## [WHAT YOU WILL DO]
Answer these from the Parkinson's disease text:
(a) What do current treatments with drugs such as L-dopa largely focus on?
(b) How many proteins that might interact with pathological alpha-synuclein overlapped between the mouse model and the lab cell model?
(c) What is rapamycin currently used as?

Posted: 20 December 2023 | | No comments yet

A new finding that pathological alpha-synuclein causes cells to increase protein synthesis suggests new targets for treating PD.

Neurons

Scientists from the Johns Hopkins University School of Medicine have discovered that a pathological protein associated with Parkinson’s disease (PD) triggers cells to increase protein synthesis, which eventually kills the subset of brain cells that die off in this condition. The study’s findings offer potential new targets for treating PD.

Dr Ted Dawson, study leader, Professor in the Department of Neurology and director of the Institute for Cell Engineering at the Johns Hopkins University School of Medicine said: “We hope that research like this will provide mechanistic, molecular-based therapies that can actually slow or halt the progression of Parkinson’s disease.”

PD symptoms include several motor and cognitive deficits that worsen over time. These result from the death of neurons that produce the chemical messenger dopamine. Current treatments with drugs such as L-dopa largely focus on replacing the dopamine lost when these dopaminergic neurons die.

Scientists have linked these cells’ death to the presence of a pathological form of alpha-synuclein, a normal protein that is abundant in brain tissue, although how it causes dopaminergic neuron death was unknown. To determine its role, Dawson and his colleagues used proximity labelling with mass spectrometry to identify proteins that might interact with pathological alpha-synuclein in both a mouse and a lab cell model of Parkinson’s neurons.

The team found 100 such proteins that overlapped between these two models. They found the majority play roles in ribonucleic acid (RNA) processing and translation initiation, key processes used by cells to make new proteins, when the researchers grouped the proteins by function. Several of the proteins were already known to work with the mammalian target of rapamycin (mTOR), which both regulates protein production and breaks down proteins.

Mice were genetically manipulated to over-express the pathological form of alpha-synuclein. The experiments using these mice showed that pathological alpha-synuclein indeed caused cells to increase protein synthesis by activating mTOR.

This process was initiated when the pathological alpha-synuclein bound to another protein, tuberous sclerosis complex 2 (TSC2). This prevented it from connecting with yet another protein TSC1, that keeps mTOR in check.

When the genetically engineered mice were treated with rapamycin, a drug that targets mTOR, it prevented excessive protein production in mice with a condition like Parkinson’s disease, and eased some of the slow, halting movements and weak grip strength that are hallmarks of Parkinson’s disease in patients.

Dawson noted that it remains unclear how increased protein production might harm dopaminergic neurons. The proteins might clog up key cellular pathways, or specific proteins produced in excess might be harmful for cells. This will be investigated in future research.

In the meantime, Dawson said the results suggest new targets for treating Parkinson’s disease. Researchers may, for example, develop drugs that act like rapamycin, currently used as an anti-rejection and anti-cancer medication, but work specifically in the brain to save dopaminergic neurons, sparing patients unnecessary body-wide side effects.

The study was published in Science Translational Medicine.

## [THE DATA]

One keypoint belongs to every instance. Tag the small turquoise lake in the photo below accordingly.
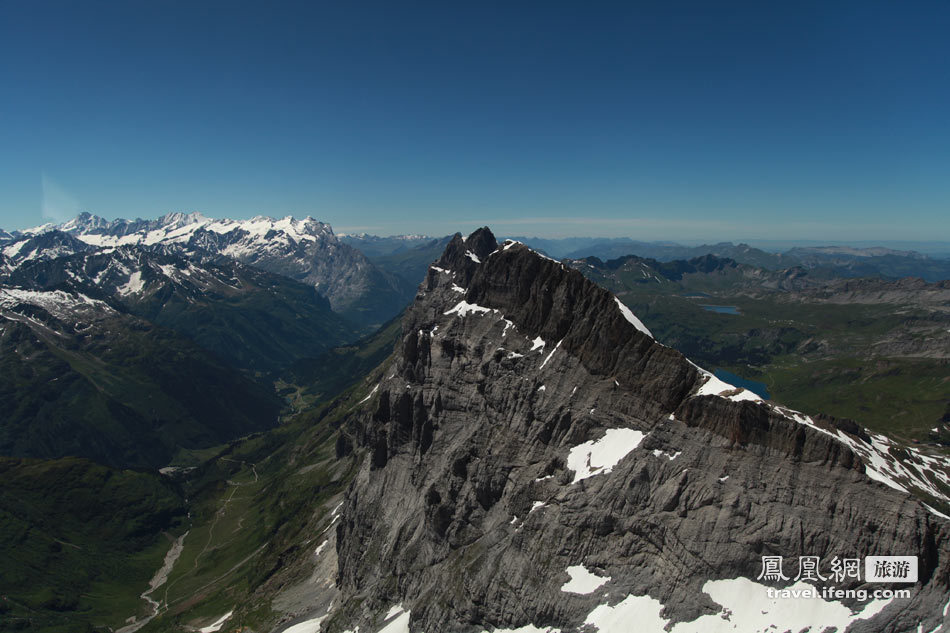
(758, 388)
(721, 309)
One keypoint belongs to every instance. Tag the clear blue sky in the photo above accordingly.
(690, 120)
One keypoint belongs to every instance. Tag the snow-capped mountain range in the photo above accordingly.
(305, 250)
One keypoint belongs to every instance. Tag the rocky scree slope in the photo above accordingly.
(531, 442)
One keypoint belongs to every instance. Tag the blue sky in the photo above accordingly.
(661, 120)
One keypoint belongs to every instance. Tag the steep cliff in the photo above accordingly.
(534, 459)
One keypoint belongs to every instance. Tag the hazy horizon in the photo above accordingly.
(693, 122)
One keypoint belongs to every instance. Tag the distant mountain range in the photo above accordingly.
(840, 261)
(521, 450)
(304, 250)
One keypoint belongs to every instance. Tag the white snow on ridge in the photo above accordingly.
(598, 457)
(369, 395)
(545, 362)
(310, 626)
(583, 581)
(56, 302)
(880, 465)
(216, 626)
(464, 308)
(629, 316)
(134, 285)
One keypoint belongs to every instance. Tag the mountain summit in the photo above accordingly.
(535, 461)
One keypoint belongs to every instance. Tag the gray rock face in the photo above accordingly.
(489, 449)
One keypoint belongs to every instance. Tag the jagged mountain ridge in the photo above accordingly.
(305, 250)
(474, 497)
(251, 318)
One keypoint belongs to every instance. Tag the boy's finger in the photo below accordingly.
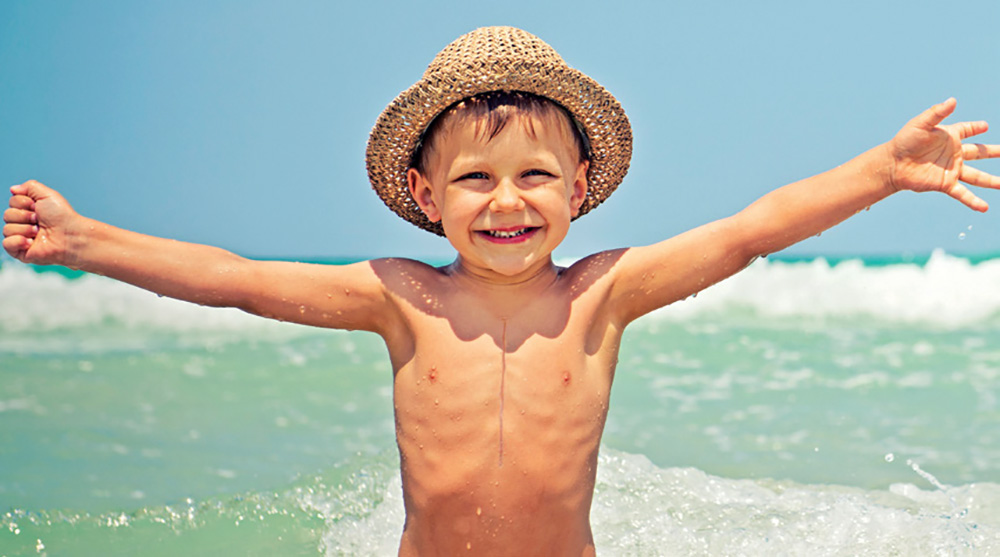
(20, 216)
(16, 246)
(22, 202)
(26, 230)
(975, 151)
(968, 129)
(976, 177)
(934, 115)
(36, 190)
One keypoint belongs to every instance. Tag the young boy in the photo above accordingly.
(502, 361)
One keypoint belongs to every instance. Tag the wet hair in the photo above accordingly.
(492, 112)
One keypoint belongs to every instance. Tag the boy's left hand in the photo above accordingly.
(928, 156)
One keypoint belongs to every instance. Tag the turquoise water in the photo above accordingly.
(799, 408)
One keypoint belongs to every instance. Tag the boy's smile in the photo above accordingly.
(505, 202)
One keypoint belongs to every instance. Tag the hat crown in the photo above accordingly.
(493, 48)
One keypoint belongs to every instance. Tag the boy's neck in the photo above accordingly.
(541, 274)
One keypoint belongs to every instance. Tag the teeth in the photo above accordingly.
(506, 233)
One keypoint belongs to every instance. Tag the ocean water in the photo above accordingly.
(801, 408)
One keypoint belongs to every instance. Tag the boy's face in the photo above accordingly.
(505, 203)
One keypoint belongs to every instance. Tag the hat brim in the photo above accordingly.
(398, 129)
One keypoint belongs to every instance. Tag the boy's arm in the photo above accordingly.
(42, 228)
(923, 156)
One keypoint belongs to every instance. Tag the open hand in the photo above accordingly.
(931, 157)
(37, 225)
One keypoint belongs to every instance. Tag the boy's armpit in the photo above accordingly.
(650, 277)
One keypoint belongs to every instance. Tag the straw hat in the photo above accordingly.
(496, 59)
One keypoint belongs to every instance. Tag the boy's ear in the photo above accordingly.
(579, 193)
(420, 190)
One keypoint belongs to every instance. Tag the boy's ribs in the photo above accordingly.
(503, 374)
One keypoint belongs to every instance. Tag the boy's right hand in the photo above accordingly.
(37, 224)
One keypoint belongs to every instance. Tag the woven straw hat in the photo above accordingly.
(496, 59)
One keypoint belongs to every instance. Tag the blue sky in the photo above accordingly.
(243, 124)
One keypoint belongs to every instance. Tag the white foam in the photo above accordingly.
(641, 509)
(31, 301)
(946, 291)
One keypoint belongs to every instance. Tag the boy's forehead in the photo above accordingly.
(468, 137)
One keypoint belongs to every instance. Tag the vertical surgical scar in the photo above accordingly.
(503, 374)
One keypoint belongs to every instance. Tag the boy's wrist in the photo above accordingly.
(881, 167)
(78, 236)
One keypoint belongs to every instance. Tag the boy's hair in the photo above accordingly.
(496, 59)
(493, 111)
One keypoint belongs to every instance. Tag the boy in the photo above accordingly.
(502, 362)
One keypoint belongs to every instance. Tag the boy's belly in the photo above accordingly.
(499, 457)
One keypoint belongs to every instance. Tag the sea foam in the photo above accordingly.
(946, 291)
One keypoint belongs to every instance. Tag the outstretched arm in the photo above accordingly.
(924, 156)
(42, 228)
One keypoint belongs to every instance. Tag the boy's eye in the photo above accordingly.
(537, 172)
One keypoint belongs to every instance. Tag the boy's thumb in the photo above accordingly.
(33, 189)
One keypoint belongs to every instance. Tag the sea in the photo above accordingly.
(807, 406)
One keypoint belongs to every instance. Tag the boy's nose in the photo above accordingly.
(506, 198)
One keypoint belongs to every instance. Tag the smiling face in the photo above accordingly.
(505, 201)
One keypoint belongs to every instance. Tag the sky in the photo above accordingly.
(243, 124)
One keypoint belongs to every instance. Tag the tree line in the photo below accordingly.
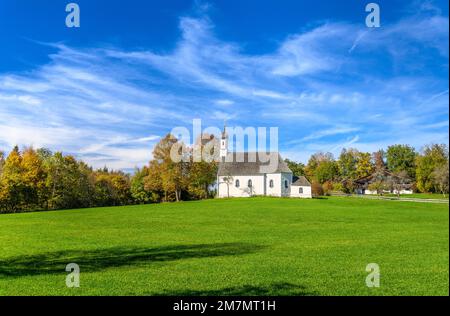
(32, 180)
(426, 171)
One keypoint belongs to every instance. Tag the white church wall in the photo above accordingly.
(243, 190)
(286, 190)
(276, 189)
(306, 191)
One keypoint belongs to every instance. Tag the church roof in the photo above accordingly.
(301, 182)
(252, 163)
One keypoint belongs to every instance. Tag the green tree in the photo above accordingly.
(441, 178)
(297, 168)
(327, 170)
(432, 157)
(12, 186)
(401, 158)
(364, 166)
(138, 192)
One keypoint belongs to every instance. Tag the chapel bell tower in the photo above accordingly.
(224, 143)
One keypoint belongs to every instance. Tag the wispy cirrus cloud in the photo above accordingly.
(336, 84)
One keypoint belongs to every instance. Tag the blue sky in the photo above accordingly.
(108, 90)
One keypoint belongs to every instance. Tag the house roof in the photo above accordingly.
(251, 163)
(301, 182)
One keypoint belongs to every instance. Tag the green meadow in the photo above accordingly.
(255, 246)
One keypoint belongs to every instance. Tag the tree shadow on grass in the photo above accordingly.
(99, 259)
(274, 289)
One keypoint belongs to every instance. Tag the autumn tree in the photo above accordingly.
(12, 185)
(441, 178)
(401, 158)
(432, 157)
(138, 192)
(364, 165)
(297, 168)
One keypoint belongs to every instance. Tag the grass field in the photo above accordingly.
(257, 246)
(433, 196)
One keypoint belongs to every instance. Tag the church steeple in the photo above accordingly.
(224, 143)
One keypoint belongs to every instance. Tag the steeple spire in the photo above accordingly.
(224, 142)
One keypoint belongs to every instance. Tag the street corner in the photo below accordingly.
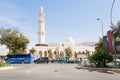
(6, 68)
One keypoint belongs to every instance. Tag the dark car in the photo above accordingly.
(42, 60)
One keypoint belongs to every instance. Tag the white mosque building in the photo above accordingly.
(42, 48)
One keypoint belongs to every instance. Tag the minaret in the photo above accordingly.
(41, 29)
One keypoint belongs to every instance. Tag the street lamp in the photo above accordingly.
(113, 27)
(111, 13)
(99, 19)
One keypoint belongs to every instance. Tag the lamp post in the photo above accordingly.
(111, 11)
(113, 27)
(99, 19)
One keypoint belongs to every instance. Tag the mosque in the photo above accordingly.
(55, 50)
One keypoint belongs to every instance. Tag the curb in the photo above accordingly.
(100, 69)
(6, 68)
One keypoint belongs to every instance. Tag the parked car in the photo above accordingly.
(42, 60)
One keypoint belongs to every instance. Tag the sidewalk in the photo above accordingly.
(100, 69)
(6, 68)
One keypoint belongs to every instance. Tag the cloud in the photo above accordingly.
(13, 15)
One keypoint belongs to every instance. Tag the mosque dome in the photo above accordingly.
(70, 40)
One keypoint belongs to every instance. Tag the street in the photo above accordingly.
(54, 71)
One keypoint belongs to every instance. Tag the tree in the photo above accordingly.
(32, 50)
(13, 39)
(100, 56)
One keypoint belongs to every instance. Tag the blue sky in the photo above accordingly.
(64, 18)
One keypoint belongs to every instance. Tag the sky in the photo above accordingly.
(64, 18)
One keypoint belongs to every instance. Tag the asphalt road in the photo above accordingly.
(53, 72)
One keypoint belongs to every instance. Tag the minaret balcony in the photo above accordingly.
(41, 14)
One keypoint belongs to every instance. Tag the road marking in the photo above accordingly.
(6, 75)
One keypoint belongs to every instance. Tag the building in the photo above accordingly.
(57, 50)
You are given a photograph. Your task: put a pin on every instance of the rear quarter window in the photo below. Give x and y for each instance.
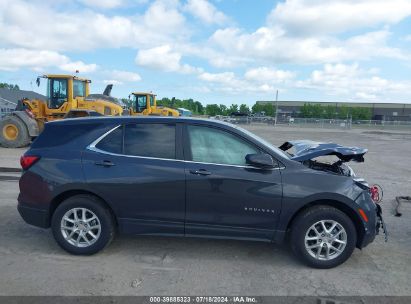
(113, 142)
(61, 134)
(150, 140)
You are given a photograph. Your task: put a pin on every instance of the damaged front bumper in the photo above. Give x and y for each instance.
(380, 223)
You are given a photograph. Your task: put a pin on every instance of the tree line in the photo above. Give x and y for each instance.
(308, 110)
(9, 86)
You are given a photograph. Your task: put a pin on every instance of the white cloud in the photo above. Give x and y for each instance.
(352, 82)
(14, 59)
(205, 11)
(267, 75)
(163, 58)
(120, 77)
(274, 45)
(105, 4)
(228, 82)
(84, 29)
(322, 17)
(72, 67)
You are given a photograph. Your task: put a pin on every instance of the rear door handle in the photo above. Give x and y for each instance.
(104, 163)
(200, 172)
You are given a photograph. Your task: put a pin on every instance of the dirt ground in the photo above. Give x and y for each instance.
(31, 263)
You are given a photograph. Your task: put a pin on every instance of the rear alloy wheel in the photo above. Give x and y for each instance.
(80, 227)
(14, 133)
(323, 237)
(83, 225)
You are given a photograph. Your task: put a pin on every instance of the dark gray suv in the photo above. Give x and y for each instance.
(88, 178)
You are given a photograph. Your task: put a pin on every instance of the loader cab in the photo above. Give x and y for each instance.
(57, 92)
(64, 88)
(142, 103)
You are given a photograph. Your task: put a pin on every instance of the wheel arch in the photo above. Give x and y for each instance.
(29, 122)
(350, 212)
(73, 192)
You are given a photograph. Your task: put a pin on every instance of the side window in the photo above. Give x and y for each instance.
(113, 142)
(211, 145)
(79, 88)
(58, 93)
(150, 140)
(141, 103)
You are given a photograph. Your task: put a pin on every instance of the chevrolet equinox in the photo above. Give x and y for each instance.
(88, 178)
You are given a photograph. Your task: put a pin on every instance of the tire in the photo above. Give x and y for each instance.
(322, 241)
(69, 239)
(13, 132)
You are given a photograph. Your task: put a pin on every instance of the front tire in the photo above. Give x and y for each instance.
(82, 225)
(323, 237)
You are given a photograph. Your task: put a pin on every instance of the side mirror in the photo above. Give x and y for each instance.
(260, 160)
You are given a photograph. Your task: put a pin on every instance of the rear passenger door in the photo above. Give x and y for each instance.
(138, 169)
(225, 197)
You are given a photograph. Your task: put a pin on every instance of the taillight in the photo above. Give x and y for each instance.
(26, 161)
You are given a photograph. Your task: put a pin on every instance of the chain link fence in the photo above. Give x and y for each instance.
(343, 124)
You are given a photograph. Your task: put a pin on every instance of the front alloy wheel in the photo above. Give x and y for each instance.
(323, 236)
(325, 240)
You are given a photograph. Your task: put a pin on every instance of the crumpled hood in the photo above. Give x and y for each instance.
(307, 149)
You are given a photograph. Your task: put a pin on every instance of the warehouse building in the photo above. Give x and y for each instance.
(380, 111)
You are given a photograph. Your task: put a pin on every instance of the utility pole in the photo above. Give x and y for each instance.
(276, 108)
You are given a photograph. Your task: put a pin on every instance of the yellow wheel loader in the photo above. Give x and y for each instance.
(146, 104)
(67, 97)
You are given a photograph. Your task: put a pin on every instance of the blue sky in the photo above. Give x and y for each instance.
(215, 51)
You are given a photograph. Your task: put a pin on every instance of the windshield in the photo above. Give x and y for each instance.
(264, 142)
(139, 102)
(79, 88)
(56, 92)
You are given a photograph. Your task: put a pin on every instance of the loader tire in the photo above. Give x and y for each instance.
(13, 132)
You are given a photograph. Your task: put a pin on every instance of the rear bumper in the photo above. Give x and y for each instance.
(34, 216)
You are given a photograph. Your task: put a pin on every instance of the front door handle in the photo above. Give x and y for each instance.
(200, 172)
(104, 163)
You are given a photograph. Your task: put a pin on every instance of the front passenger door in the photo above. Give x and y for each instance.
(225, 196)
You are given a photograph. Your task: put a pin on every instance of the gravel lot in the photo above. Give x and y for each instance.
(31, 263)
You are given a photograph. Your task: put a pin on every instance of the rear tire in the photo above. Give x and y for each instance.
(321, 247)
(83, 225)
(13, 132)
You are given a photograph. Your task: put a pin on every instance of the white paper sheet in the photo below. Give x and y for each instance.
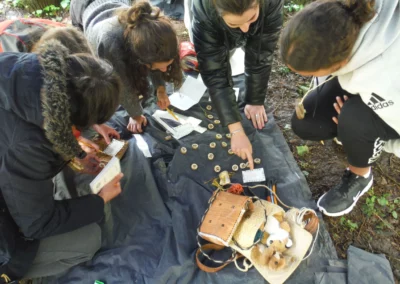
(237, 90)
(237, 62)
(187, 125)
(143, 146)
(189, 94)
(110, 171)
(256, 175)
(114, 147)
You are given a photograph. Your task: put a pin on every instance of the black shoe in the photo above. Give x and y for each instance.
(343, 197)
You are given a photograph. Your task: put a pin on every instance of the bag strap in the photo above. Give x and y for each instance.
(216, 247)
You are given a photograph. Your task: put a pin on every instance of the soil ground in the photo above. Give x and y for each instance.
(373, 225)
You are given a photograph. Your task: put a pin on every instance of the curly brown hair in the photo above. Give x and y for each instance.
(324, 33)
(149, 38)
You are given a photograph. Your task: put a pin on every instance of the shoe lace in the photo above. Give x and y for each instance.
(347, 179)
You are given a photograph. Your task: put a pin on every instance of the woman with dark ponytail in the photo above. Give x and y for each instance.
(139, 42)
(218, 27)
(355, 46)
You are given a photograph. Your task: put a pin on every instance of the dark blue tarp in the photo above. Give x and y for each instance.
(154, 220)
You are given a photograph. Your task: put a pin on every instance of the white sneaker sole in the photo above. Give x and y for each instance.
(349, 209)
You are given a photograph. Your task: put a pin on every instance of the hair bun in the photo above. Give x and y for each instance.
(139, 13)
(361, 10)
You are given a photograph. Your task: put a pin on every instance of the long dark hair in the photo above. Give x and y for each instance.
(71, 38)
(150, 38)
(94, 89)
(235, 7)
(324, 33)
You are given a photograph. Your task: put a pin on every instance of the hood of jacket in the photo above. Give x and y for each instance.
(34, 88)
(376, 36)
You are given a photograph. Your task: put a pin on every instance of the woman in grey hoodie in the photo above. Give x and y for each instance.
(139, 42)
(356, 43)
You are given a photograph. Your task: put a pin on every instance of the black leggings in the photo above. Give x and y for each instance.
(362, 132)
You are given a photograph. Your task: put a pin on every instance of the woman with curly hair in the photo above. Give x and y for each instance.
(139, 42)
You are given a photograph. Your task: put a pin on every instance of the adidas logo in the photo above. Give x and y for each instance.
(376, 102)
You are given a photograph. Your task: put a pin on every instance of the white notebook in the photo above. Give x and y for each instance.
(110, 171)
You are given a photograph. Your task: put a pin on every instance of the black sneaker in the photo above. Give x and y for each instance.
(343, 197)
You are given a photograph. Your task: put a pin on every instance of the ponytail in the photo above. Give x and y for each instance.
(149, 38)
(139, 13)
(323, 34)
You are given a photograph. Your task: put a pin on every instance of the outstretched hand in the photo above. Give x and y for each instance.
(257, 115)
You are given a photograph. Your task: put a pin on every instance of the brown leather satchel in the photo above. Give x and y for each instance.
(223, 217)
(219, 224)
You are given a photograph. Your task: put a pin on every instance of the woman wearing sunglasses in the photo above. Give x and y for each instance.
(139, 42)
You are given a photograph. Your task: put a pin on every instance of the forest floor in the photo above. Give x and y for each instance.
(373, 225)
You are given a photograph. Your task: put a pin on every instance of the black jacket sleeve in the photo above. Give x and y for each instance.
(259, 52)
(30, 199)
(214, 66)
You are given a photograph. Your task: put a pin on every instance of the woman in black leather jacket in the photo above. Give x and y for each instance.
(219, 26)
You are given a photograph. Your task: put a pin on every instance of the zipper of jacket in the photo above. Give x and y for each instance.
(262, 30)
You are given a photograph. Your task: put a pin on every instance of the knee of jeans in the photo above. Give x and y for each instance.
(298, 127)
(94, 240)
(350, 125)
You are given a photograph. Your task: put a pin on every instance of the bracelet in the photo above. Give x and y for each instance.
(236, 131)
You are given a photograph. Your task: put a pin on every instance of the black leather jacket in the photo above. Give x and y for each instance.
(213, 40)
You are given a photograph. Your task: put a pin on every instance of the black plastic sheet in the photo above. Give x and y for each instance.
(152, 236)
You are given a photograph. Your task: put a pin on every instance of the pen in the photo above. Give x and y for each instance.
(172, 114)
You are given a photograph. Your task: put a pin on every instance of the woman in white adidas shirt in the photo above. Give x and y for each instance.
(356, 43)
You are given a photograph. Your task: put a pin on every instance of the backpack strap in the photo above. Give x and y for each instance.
(216, 247)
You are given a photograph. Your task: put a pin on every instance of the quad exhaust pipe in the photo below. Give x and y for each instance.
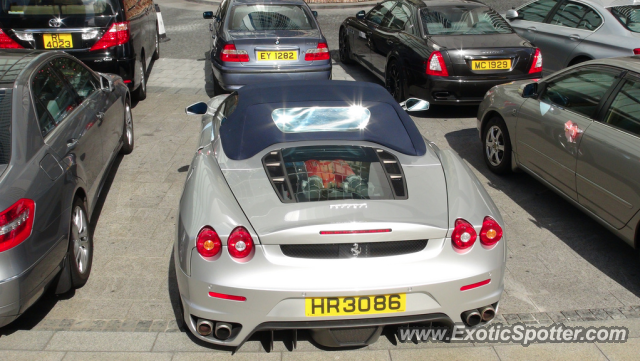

## [RESPONSE TO THE EXERCISE]
(a) Replacing the dopamine lost when dopaminergic neurons die.
(b) 100.
(c) An anti-rejection and anti-cancer medication.